Named object pointing records

+ + + +

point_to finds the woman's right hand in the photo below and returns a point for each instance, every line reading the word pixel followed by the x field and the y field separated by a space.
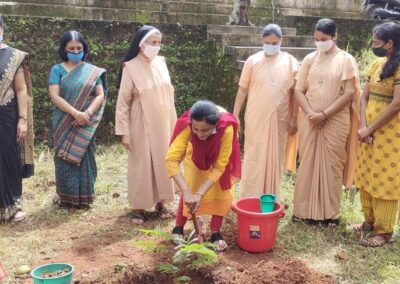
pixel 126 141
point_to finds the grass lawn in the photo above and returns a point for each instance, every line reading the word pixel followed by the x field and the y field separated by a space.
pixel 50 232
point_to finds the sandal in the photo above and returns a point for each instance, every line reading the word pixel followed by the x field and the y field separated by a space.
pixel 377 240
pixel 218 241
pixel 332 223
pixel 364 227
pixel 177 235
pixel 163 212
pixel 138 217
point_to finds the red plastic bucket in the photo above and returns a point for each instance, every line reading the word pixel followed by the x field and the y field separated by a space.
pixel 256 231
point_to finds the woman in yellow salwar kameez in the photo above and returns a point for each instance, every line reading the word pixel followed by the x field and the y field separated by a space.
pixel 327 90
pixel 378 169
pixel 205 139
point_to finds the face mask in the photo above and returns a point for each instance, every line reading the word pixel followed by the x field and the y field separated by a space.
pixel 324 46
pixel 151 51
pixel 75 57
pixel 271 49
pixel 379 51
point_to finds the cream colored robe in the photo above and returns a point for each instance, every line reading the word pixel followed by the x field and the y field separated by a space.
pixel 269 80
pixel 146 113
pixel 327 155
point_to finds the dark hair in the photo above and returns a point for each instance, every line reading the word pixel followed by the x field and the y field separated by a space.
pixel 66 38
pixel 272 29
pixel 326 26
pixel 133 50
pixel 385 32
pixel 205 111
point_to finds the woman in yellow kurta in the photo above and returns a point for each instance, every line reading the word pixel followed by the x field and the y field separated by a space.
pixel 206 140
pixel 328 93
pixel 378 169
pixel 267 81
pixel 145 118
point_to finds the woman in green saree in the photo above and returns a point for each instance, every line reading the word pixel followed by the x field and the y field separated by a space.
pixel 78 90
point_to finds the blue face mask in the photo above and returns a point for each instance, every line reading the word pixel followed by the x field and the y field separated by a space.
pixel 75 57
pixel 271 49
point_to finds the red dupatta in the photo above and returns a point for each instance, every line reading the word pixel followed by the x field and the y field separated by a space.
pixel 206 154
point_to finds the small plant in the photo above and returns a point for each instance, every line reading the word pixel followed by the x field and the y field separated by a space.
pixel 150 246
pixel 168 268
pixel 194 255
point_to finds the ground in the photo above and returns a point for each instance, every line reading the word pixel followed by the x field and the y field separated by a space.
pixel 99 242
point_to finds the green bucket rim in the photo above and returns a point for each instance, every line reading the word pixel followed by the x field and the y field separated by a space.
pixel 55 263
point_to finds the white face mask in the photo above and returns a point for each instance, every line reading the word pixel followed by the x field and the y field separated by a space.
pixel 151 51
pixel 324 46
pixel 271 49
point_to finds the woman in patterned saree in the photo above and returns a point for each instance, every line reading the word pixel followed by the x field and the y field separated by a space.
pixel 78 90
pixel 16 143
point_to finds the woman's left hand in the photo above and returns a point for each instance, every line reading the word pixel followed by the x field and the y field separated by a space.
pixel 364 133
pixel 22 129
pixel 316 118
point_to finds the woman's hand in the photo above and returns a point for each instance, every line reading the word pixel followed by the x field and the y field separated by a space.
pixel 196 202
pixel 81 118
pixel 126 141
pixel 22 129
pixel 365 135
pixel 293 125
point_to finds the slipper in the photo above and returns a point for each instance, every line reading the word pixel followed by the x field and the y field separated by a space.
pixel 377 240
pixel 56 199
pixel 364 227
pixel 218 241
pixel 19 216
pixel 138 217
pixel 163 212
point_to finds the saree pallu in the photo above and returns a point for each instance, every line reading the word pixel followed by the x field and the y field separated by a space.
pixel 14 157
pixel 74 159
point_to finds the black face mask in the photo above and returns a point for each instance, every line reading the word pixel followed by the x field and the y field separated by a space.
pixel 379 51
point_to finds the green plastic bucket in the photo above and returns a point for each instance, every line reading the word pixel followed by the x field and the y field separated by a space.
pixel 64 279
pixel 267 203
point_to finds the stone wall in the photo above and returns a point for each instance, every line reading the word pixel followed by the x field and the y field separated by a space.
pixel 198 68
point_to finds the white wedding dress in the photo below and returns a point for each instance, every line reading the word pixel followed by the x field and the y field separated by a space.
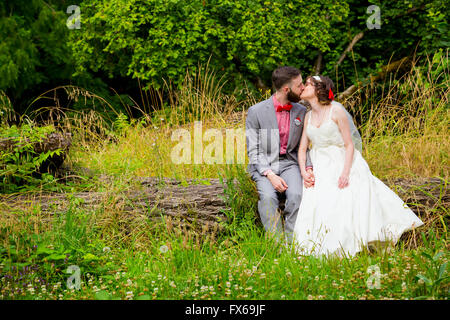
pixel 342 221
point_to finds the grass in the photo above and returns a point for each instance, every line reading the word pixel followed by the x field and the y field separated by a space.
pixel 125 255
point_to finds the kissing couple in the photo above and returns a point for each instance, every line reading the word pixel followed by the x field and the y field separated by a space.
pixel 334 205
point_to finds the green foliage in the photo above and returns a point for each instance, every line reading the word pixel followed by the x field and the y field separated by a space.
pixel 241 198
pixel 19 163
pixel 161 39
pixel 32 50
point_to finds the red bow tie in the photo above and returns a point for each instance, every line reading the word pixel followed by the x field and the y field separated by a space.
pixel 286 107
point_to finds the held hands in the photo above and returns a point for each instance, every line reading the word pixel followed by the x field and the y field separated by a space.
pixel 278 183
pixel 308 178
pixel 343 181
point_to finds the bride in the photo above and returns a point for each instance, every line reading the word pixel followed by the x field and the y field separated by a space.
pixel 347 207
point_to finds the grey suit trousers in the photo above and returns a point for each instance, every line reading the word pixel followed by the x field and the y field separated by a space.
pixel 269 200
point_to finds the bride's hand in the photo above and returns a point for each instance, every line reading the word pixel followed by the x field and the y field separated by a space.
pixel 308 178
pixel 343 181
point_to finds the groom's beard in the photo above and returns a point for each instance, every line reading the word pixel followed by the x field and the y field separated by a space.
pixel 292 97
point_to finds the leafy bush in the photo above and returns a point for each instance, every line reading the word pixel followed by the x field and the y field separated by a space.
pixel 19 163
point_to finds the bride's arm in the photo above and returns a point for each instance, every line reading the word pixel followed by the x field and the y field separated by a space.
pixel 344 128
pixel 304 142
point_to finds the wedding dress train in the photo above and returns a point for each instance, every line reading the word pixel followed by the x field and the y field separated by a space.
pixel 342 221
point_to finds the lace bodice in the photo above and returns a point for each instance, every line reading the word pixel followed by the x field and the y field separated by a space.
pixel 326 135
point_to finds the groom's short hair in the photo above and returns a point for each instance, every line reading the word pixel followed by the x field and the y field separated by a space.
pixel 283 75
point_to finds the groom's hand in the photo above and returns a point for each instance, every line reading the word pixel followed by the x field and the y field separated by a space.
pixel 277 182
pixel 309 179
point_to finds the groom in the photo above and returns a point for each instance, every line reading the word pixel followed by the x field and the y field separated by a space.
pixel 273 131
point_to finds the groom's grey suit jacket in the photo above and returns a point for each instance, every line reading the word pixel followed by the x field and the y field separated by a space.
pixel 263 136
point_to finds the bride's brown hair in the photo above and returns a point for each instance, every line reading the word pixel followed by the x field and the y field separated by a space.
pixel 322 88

+ + + +

(Short problem) Format the records above as a Markdown table with columns Row and Line, numbering each row and leaving out blank lines. Keep the pictures out of your answer.

(Output of the exercise)
| Row | Line |
|---|---|
| 1 | point_to finds the woman's right hand in the photo below and returns a point for each instance, every line reading the word pixel followed by the x field and the y field separated by a space. |
| 2 | pixel 126 141 |
| 3 | point_to finds the grass lawn in the photo above and returns a point for each instance, every line reading the word pixel followed by the x field and the y field separated by a space. |
| 4 | pixel 50 232 |
| 5 | point_to finds the sandal in the photo above and returns a point for each instance, every line reading the word pixel followed by the x field and the y field separated by a space. |
| 6 | pixel 377 240 |
| 7 | pixel 218 241 |
| 8 | pixel 332 223 |
| 9 | pixel 364 227 |
| 10 | pixel 177 235 |
| 11 | pixel 163 212 |
| 12 | pixel 138 217 |
| 13 | point_to finds the red plastic bucket in the photo above and returns a point for each instance, every line reading the word pixel followed by the x field and the y field separated by a space. |
| 14 | pixel 256 231 |
| 15 | point_to finds the woman in yellow salwar kameez in the photo above and returns a point for each instance, every line reading the word pixel followed by the x field and the y field separated by a space. |
| 16 | pixel 327 90 |
| 17 | pixel 378 169 |
| 18 | pixel 205 139 |
| 19 | point_to finds the face mask in the photo above and returns a point for each instance, every line reading the word pixel followed by the x field and the y field separated by a space. |
| 20 | pixel 324 46 |
| 21 | pixel 151 51 |
| 22 | pixel 75 57 |
| 23 | pixel 271 49 |
| 24 | pixel 379 51 |
| 25 | point_to finds the cream colored robe in the photo above and returns a point for each instance, every line reading the word pixel followed by the x field and the y field separated by a space. |
| 26 | pixel 269 80 |
| 27 | pixel 146 113 |
| 28 | pixel 327 155 |
| 29 | point_to finds the dark hair in the photo above and returns a point for each instance, every line reading the word pixel followed by the x field and the y field separated by a space. |
| 30 | pixel 66 38 |
| 31 | pixel 272 29 |
| 32 | pixel 326 26 |
| 33 | pixel 133 50 |
| 34 | pixel 385 32 |
| 35 | pixel 205 111 |
| 36 | point_to finds the woman in yellow kurta in the photo above and returns a point for each instance, every line reading the word pixel followed by the x field and the y field separated by a space. |
| 37 | pixel 206 140 |
| 38 | pixel 328 93 |
| 39 | pixel 378 169 |
| 40 | pixel 267 81 |
| 41 | pixel 145 118 |
| 42 | point_to finds the woman in green saree in the photo above and returns a point for each instance, every line reading the word pixel followed by the x field and the y field separated by a space. |
| 43 | pixel 78 90 |
| 44 | point_to finds the blue face mask in the photo above and returns a point for each instance, every line reading the word pixel followed by the x field and the y field separated by a space. |
| 45 | pixel 75 57 |
| 46 | pixel 271 49 |
| 47 | point_to finds the red dupatta in the photo above and returns a point for each instance, every line reading the word pixel followed by the x field and the y field separated by a space. |
| 48 | pixel 206 154 |
| 49 | point_to finds the small plant in the photo above and returns a point for each instance, every line reading the word pixel followed by the x field and the y field separated by a space. |
| 50 | pixel 150 246 |
| 51 | pixel 168 268 |
| 52 | pixel 194 255 |
| 53 | point_to finds the ground in the photo above and returns a point for each instance, every line reading the word pixel followed by the x field and the y field separated by a space. |
| 54 | pixel 99 242 |
| 55 | point_to finds the green bucket rim in the photo above and returns a point for each instance, every line reading the word pixel followed by the x field and the y field separated by a space. |
| 56 | pixel 55 263 |
| 57 | point_to finds the white face mask in the photo above and returns a point for each instance, every line reading the word pixel followed by the x field and the y field separated by a space. |
| 58 | pixel 151 51 |
| 59 | pixel 324 46 |
| 60 | pixel 271 49 |
| 61 | point_to finds the woman in patterned saree in the photo above and returns a point for each instance, every line reading the word pixel followed by the x field and the y field separated by a space. |
| 62 | pixel 78 90 |
| 63 | pixel 16 143 |
| 64 | point_to finds the woman's left hand in the photo above and returns a point for each instance, every line reading the word pixel followed by the x field and the y field separated by a space. |
| 65 | pixel 364 133 |
| 66 | pixel 22 129 |
| 67 | pixel 316 118 |
| 68 | point_to finds the woman's hand in the photo above and returns a point for each instance, every line reading the word pixel followed by the x field and the y field separated by a space. |
| 69 | pixel 196 202 |
| 70 | pixel 81 118 |
| 71 | pixel 126 141 |
| 72 | pixel 22 129 |
| 73 | pixel 365 135 |
| 74 | pixel 293 125 |
| 75 | point_to finds the slipper in the photo above and returns a point for each instance, every line reading the word pixel followed by the x field and the y field separated by a space. |
| 76 | pixel 377 240 |
| 77 | pixel 56 199 |
| 78 | pixel 364 227 |
| 79 | pixel 218 241 |
| 80 | pixel 19 216 |
| 81 | pixel 138 217 |
| 82 | pixel 163 212 |
| 83 | point_to finds the saree pallu in the photo above and returns a point for each instance, every line reading the word pixel followed by the x field and the y field separated by a space. |
| 84 | pixel 14 157 |
| 85 | pixel 74 159 |
| 86 | point_to finds the black face mask in the photo above and returns a point for each instance, every line reading the word pixel followed by the x field and the y field separated by a space. |
| 87 | pixel 379 51 |
| 88 | point_to finds the green plastic bucket in the photo above and returns a point for each instance, every line reading the word pixel followed by the x field and the y field separated by a space. |
| 89 | pixel 64 279 |
| 90 | pixel 267 203 |
| 91 | point_to finds the stone wall in the photo above and returns a point for each instance, every line reading the word pixel followed by the x field and the y field separated by a space. |
| 92 | pixel 198 68 |
| 93 | point_to finds the white wedding dress in the photo below and returns a point for each instance, every line reading the word pixel followed by the x field and the y field separated by a space. |
| 94 | pixel 342 221 |
| 95 | point_to finds the grass in the photo above and returns a point for each instance, every line reading the word pixel followed by the x field and the y field separated by a space. |
| 96 | pixel 125 255 |
| 97 | point_to finds the kissing couple in the photo above and returns a point for each instance, every line reading the word pixel followed by the x field and the y field separated by a space. |
| 98 | pixel 334 205 |
| 99 | point_to finds the green foliage in the photo above and returns a point for each instance, every line reading the word pixel followed by the x field and the y field separated by a space. |
| 100 | pixel 241 198 |
| 101 | pixel 19 163 |
| 102 | pixel 161 39 |
| 103 | pixel 32 50 |
| 104 | point_to finds the red bow tie in the photo above and returns a point for each instance, every line reading the word pixel followed by the x field and the y field separated by a space. |
| 105 | pixel 286 107 |
| 106 | point_to finds the held hands in the photo above and returns a point for each instance, every line reading the word pixel followed by the x field and the y field separated by a space. |
| 107 | pixel 278 183 |
| 108 | pixel 308 178 |
| 109 | pixel 343 181 |
| 110 | point_to finds the bride in the photo above and returns a point for each instance, every line reading the word pixel followed by the x field and the y field separated by a space. |
| 111 | pixel 347 207 |
| 112 | point_to finds the grey suit trousers in the photo above and returns a point for each instance, every line reading the word pixel followed by the x field and the y field separated by a space. |
| 113 | pixel 269 200 |
| 114 | point_to finds the bride's hand in the photo above and returns a point for each instance, every line reading the word pixel followed by the x field and the y field separated by a space. |
| 115 | pixel 308 178 |
| 116 | pixel 343 181 |
| 117 | point_to finds the groom's beard in the photo above and returns a point for each instance, every line reading the word pixel followed by the x field and the y field separated by a space. |
| 118 | pixel 292 97 |
| 119 | point_to finds the leafy bush in the photo above and returns a point for each instance, every line reading the word pixel followed by the x field and the y field separated by a space. |
| 120 | pixel 19 163 |
| 121 | point_to finds the bride's arm in the photo above and returns a point for each instance, every line reading the word pixel followed by the x field and the y field separated by a space. |
| 122 | pixel 344 128 |
| 123 | pixel 304 142 |
| 124 | point_to finds the wedding dress train in the photo above and returns a point for each instance, every line reading the word pixel followed by the x field and the y field separated by a space. |
| 125 | pixel 342 221 |
| 126 | point_to finds the lace bodice in the photo above and returns a point for each instance, every line reading the word pixel followed by the x field and the y field separated by a space. |
| 127 | pixel 326 135 |
| 128 | point_to finds the groom's short hair in the photo above and returns a point for each instance, every line reading the word pixel followed by the x field and the y field separated by a space. |
| 129 | pixel 283 75 |
| 130 | point_to finds the groom's hand in the photo above and returns a point for each instance, every line reading the word pixel followed by the x field and the y field separated by a space. |
| 131 | pixel 277 182 |
| 132 | pixel 309 179 |
| 133 | point_to finds the groom in the photo above and returns a point for each instance, every line reading the word pixel followed by the x field and the y field separated by a space. |
| 134 | pixel 273 131 |
| 135 | point_to finds the groom's grey suit jacket in the photo above and returns a point for each instance, every line reading the word pixel followed by the x field and the y field separated by a space. |
| 136 | pixel 263 136 |
| 137 | point_to finds the bride's brown hair in the photo above and returns a point for each instance, every line reading the word pixel followed by the x field and the y field separated by a space. |
| 138 | pixel 322 88 |